Consigne 1 => Réécrivez, en le modifiant, tout le passage du texte sur la rénovation de la bibliothèque allant de « En 2009, l’Université » jusqu'à « des sciences (4 200 m2). ». Remplacez-y « subvention » par « aide financière ».
Consigne 2 => Relevez toutes les années mentionnées dans le texte sur la rénovation de la bibliothèque.
Consigne 3 =>
Répondez brièvement à ces questions sur le texte consacré à la rénovation de la bibliothèque :
(a) De quel programme l'Université Laval a-t-elle reçu une subvention en 2009 ?
(b) En quelle année la Bibliothèque des sciences humaines et sociales a-t-elle été inaugurée ?
(c) Qu'est-ce qui était logé au quatrième étage ?

Texte étudié =>
* * *

Article body

Un espace savant métamorphosé!

En 2009, l’Université Laval recevait du Programme des infrastructures du savoir du gouvernement fédéral une subvention de plus de huit millions de dollars pour débuter la rénovation de la Bibliothèque de l’Université Laval (BUL), soit le quatrième étage (5 000 m2) de la Bibliothèque des sciences humaines et sociales (22 000 m2), première étape d’un projet global de réaménagement de cette bibliothèque et de la Bibliothèque des sciences (4 200 m2).

Inaugurée en 1969, la Bibliothèque des sciences humaines et sociales (BSHS) n’avait bénéficié d’aucun réaménagement important depuis. Conçue selon les critères et la vision de l’époque — un étage public avec comptoir de prêt et des étages de magasins pour les collections —, la bibliothèque nécessitait un réaménagement majeur afin de mieux répondre aux besoins des étudiants d’aujourd’hui. La réflexion du projet de réaménagement s’est déroulée sur plusieurs années : depuis un premier besoin, en 2004, de revoir l’organisation du quatrième étage où étaient logées les collections spéciales et de réunifier les multiples comptoirs de service jusqu’à la réflexion globale sur les espaces de la BUL qui se finalisera en 2010. Le concept retenu : un lieu de savoir et d’apprentissage, vivant, moderne et convivial, dont les espaces sont variés et lumineux.

* * *

Liste fournie =>
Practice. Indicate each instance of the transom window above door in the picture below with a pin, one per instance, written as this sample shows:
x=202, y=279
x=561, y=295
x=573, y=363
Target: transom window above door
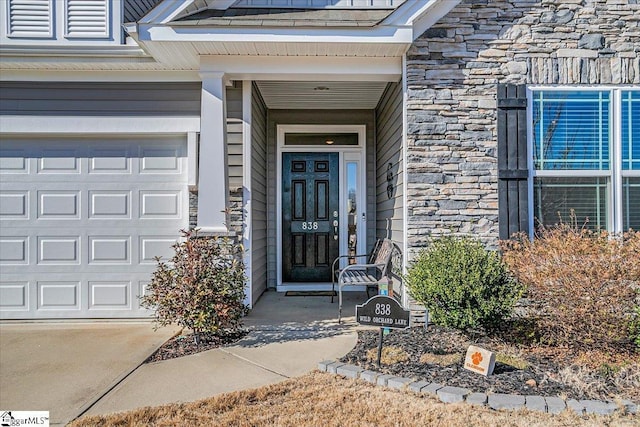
x=585, y=146
x=321, y=139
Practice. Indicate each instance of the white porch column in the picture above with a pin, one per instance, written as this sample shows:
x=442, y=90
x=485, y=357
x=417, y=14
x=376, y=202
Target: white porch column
x=213, y=180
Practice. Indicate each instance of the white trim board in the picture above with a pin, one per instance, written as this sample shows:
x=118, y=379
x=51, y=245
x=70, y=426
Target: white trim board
x=303, y=68
x=97, y=125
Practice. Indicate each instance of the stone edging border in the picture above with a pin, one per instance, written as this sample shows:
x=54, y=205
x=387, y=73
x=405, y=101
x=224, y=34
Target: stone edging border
x=448, y=394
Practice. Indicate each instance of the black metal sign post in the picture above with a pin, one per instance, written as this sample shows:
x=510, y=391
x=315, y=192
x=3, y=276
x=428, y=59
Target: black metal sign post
x=385, y=312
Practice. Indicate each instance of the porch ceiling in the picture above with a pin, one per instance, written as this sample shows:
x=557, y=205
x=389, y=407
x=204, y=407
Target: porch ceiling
x=321, y=95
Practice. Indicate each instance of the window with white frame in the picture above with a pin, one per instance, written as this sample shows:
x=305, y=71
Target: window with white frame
x=586, y=157
x=61, y=21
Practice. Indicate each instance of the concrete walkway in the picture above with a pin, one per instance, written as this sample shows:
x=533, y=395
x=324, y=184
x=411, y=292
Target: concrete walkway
x=71, y=369
x=288, y=337
x=64, y=368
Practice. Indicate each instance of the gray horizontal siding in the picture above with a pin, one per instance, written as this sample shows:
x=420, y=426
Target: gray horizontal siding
x=100, y=99
x=316, y=117
x=258, y=195
x=136, y=9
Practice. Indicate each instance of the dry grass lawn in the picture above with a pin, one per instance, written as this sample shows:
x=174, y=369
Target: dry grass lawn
x=324, y=400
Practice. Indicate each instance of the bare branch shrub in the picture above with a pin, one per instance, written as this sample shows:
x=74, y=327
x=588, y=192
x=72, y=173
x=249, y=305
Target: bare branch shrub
x=201, y=288
x=583, y=284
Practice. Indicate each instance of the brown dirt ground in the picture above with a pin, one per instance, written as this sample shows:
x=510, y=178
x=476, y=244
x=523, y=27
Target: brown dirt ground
x=325, y=400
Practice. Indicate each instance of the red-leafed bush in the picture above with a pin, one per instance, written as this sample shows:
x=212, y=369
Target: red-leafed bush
x=201, y=287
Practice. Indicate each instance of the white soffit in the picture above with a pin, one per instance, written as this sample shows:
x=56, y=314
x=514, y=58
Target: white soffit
x=321, y=95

* * *

Résultat attendu 1 =>
En 2009, l’Université Laval recevait du Programme des infrastructures du savoir du gouvernement fédéral une aide financière de plus de huit millions de dollars pour débuter la rénovation de la Bibliothèque de l’Université Laval (BUL), soit le quatrième étage (5 000 m2) de la Bibliothèque des sciences humaines et sociales (22 000 m2), première étape d’un projet global de réaménagement de cette bibliothèque et de la Bibliothèque des sciences (4 200 m2).

Résultat attendu 2 => 2009, 1969, 2004, 2010

Résultat attendu 3 =>
(a) Du Programme des infrastructures du savoir du gouvernement fédéral.
(b) En 1969.
(c) Les collections spéciales.